Só este ano, Barbirato atendeu em média dois casos da “brincadeira do desmaio” por mês, muitos encaminhados por hospitais.

— Não existe respeitar a privacidade em nenhum tipo de rede social para um adolescente porque ele é responsabilidade dos pais até completar 18 anos, mesmo que ele se ache muito esperto. Isso não é uma questão de invasão, mas sim uma forma de cuidado e carinho — frisa o psiquiatra.

GAROTO NORMAL, FÃ DE QUADRINHOS

Aparentemente outros adolescentes assistiram à cena pela webcam. Um deles avisou a prima do garoto, que estava no quarto ao lado. Ele teria dito que, pela câmera, viu que Gustavo “aparentava estar desfalecido”, segundo o que foi descrito à polícia. Ao analisar as últimas conversas de um aplicativo de troca de mensagens do sobrinho, Marco Antônio Riveiros, de 38 anos, notou que um dos colegas de Gustavo sugeriu aos demais participantes da conversa que essa não era a primeira vez que ele praticava um autoestrangulamento: “Acho que o Detter foi brincar de se enforcar de novo”, dizia a mensagem.

— Brincar de novo de se enforcar? Isso aconteceu antes e não deu certo? Quantas tentativas dessa são feitas? Quantas vezes isso está acontecendo nas escolas, nas casas e pela internet? — pergunta-se Riveiros. — Meu sobrinho era um garoto inteligente, caseiro, um amor. Ele não viu esse risco — afirmou o tio de garoto à TV Tribuna, afiliada da TV Globo em São Paulo.
——
Objetivo A:
Segundo o trecho selecionado, quantos casos da “brincadeira do desmaio” Barbirato atendeu em média por mês este ano?
——
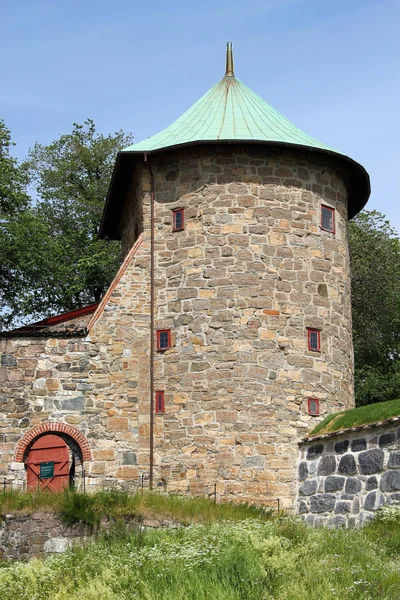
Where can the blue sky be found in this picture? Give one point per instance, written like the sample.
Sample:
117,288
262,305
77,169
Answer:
330,67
——
Objetivo B:
Transforme todas as linhas dos dados fornecidos acima em uma lista numerada, sem as linhas em branco. Deixe as imagens de fora.

Resposta correta A:
Dois casos por mês, em média.

Resposta correta B:
1. Where can the blue sky be found in this picture? Give one point per instance, written like the sample.
2. Sample:
3. 117,288
4. 262,305
5. 77,169
6. Answer:
7. 330,67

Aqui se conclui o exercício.